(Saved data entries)

********

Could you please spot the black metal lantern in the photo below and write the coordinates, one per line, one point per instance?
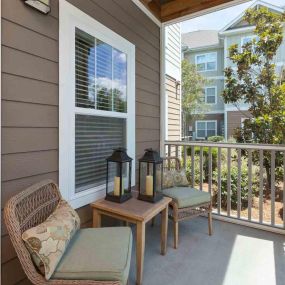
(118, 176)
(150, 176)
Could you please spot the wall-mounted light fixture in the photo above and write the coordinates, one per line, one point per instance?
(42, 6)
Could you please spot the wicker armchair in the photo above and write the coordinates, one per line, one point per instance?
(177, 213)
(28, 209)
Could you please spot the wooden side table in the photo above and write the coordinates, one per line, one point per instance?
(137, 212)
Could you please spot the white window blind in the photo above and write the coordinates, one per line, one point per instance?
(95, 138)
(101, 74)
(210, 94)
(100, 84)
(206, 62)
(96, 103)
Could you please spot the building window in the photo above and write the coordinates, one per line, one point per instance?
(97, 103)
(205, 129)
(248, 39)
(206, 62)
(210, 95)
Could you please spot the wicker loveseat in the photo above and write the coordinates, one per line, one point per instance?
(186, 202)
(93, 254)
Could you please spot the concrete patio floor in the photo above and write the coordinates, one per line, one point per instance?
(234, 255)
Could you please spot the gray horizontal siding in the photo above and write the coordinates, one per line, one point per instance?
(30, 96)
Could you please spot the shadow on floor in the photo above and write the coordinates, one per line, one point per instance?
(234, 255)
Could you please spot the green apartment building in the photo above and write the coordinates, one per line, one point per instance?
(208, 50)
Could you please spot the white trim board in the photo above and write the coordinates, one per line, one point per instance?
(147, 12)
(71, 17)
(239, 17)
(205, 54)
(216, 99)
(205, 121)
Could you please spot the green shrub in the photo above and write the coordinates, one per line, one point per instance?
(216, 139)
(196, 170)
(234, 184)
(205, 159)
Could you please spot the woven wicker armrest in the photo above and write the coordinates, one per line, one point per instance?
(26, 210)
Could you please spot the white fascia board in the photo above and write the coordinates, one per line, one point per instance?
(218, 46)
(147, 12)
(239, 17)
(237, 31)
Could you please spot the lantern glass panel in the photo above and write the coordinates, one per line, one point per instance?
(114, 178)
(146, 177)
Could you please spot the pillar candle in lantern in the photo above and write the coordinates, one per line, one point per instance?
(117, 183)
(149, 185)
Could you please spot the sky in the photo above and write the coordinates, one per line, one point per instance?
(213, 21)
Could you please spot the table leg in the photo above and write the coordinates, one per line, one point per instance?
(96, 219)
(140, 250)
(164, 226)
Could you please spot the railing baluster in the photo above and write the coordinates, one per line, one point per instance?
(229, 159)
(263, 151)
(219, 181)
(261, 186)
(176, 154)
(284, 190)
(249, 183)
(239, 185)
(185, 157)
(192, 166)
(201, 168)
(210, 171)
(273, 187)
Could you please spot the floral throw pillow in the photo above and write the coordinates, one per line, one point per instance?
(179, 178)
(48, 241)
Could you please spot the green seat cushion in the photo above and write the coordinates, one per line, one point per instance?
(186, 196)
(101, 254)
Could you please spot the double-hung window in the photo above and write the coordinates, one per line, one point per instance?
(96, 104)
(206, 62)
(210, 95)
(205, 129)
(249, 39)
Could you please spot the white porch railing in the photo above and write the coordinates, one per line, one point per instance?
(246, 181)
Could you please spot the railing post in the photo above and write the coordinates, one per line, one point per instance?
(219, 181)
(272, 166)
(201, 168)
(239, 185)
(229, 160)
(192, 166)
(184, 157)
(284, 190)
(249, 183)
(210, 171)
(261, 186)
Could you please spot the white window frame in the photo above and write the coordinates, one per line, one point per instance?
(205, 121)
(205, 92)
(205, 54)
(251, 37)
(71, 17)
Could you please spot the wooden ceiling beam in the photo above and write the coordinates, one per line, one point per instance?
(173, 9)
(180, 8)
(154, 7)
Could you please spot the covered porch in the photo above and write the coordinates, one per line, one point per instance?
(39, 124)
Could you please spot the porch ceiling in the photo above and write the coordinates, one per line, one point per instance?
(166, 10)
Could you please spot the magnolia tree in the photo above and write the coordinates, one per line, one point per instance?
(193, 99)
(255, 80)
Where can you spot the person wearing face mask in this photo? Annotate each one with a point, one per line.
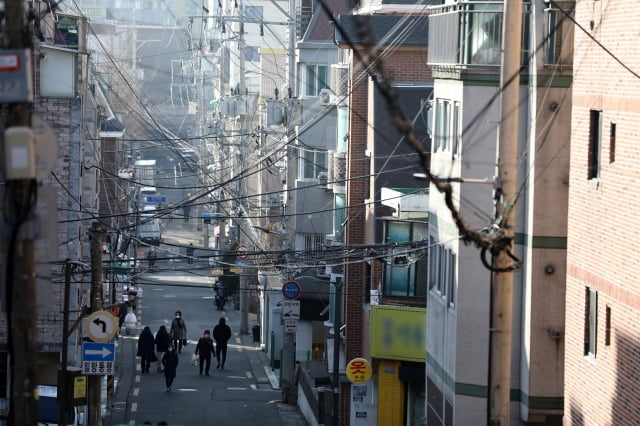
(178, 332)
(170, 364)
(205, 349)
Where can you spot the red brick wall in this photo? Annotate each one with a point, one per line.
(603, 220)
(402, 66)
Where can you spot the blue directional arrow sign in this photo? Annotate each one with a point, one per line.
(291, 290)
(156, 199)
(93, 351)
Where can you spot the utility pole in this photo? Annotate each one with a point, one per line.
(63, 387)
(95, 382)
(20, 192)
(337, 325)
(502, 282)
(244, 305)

********

*Work to complete*
Restate each of the entries above word for word and skip every image.

*Result below*
Could you please spot the black metal lantern in the photo below and write the coordinates, one per line, one point per instance?
(118, 176)
(150, 176)
Could you please spot the wall-mounted light fixture in the photo above and write the coordinates, one per line, one point per instance?
(42, 6)
Could you please spot the wicker armchair in the photo above and write the coordinates, one per line, one point per instance?
(177, 213)
(28, 209)
Could you please spot the wooden side table in the photo above and write the coordinates, one per line, one point per instance?
(137, 212)
Could you please spot the white window blind in the photo above and write the coordinates, one per line, one point per instance?
(95, 138)
(101, 74)
(210, 94)
(100, 84)
(206, 62)
(96, 103)
Could you please spot the building window in the photo above and write the coordinates, one per line, one point per instance?
(97, 103)
(205, 129)
(248, 39)
(206, 62)
(210, 95)
Could you please spot the wicker loveseat in the photo above and write the coordinates, one per line, one point per instance?
(186, 202)
(93, 254)
Could you please spot the concrete patio floor in the photo above and write the coordinates, one per line, one point per instance?
(234, 255)
Could you please spot the gray horizontal siding in the photo above and write the coordinates, one per line, one point per instance?
(30, 96)
Could you please spot the shadow on floor in the photo above and write the coordinates, one per line, one point per instance?
(234, 255)
Could you please spot the green apartment building in the photo above and write the coordinates, one per line, one point per instance?
(208, 50)
Could you please spot the white trim board in the photo above and write the coordinates, one per line, one point per instance?
(147, 12)
(71, 17)
(239, 17)
(205, 54)
(216, 99)
(205, 121)
Could you please spot the green shrub in the photo above and write the coordinates, one per line, one point per instance?
(216, 139)
(196, 170)
(234, 184)
(205, 159)
Could you please spot the woven wicker armrest in the photo above and write the coordinates, one per line, one point per instance?
(26, 210)
Could you please spot the white fascia board in the photo above and write the coordinates, one per line, one point per instance?
(218, 46)
(147, 12)
(239, 17)
(237, 31)
Could you please spot the lantern glass panel in the photo above and write the coordinates, one per line, one point per instance?
(114, 178)
(146, 177)
Could you please spot the pillar candle in lantern in the photo above and write the coordinates, one per line, one point per instance?
(117, 183)
(149, 185)
Could you please spot the sky in the photo above and write the coordinates, one per line, one point per instance?
(213, 21)
Could you please spot the table leg in the photo above and write the coordinates, one per line, one point per instance?
(96, 219)
(140, 250)
(164, 226)
Could you please spot the railing baluster in the photo above and write the coordinates, one per line, one point per instance?
(229, 159)
(263, 151)
(219, 181)
(261, 186)
(176, 154)
(284, 190)
(249, 183)
(239, 185)
(185, 157)
(192, 166)
(201, 168)
(210, 171)
(273, 187)
Could you please spot the floral throw pillow in the photo above and write the coordinates, one per line, one point per instance?
(179, 178)
(48, 241)
Could you please spot the green seat cushion in the photo above and write the coordinates, one per line, one point per instance?
(186, 196)
(101, 254)
Could you please spot the double-hung window in the photo above and write the coordinates, one per line, one point per instance?
(96, 104)
(206, 62)
(210, 95)
(205, 129)
(249, 39)
Could you please spot the white porch railing in the photo above and write the coordinates, one per line, one point per instance?
(246, 181)
Could you please spot the railing post in the photo above and write the coordinates, one per line, one point per instance?
(219, 181)
(272, 166)
(201, 168)
(239, 185)
(229, 160)
(192, 166)
(184, 157)
(284, 190)
(249, 183)
(210, 171)
(261, 186)
Could you please spot the white window frame in the photo above and write the coordinates, one per line, one point per instance?
(205, 121)
(205, 92)
(205, 54)
(251, 37)
(71, 17)
Could you please spot the wooden ceiling beam in the photo above and write the coordinates, one per line, one point per instance?
(173, 9)
(180, 8)
(154, 7)
Could you please spot the covered porch in the photo above and write the coordinates, one per line, one point per instance?
(39, 124)
Could you please spot the porch ceiling in the photo above and write the coordinates, one per line, one point per instance?
(166, 10)
Could you please spot the magnolia tree in the photo above and write the coordinates, one per line, one point per instance?
(193, 99)
(255, 80)
Where can you spot the person wearing face mask in this photo? Annotate each one with a point, one per line.
(178, 332)
(170, 364)
(205, 349)
Where can you spot the red brick wall in this photo? Annotate each one with a point, one per line.
(603, 220)
(402, 66)
Where can you spot the blue directional arrow sign in this photo? Annotate each one with a point, one per line.
(291, 290)
(156, 199)
(93, 351)
Where can you spot the utility pole in this photo? Annotate each one with a point, one per line.
(63, 387)
(95, 382)
(20, 192)
(337, 325)
(502, 282)
(244, 305)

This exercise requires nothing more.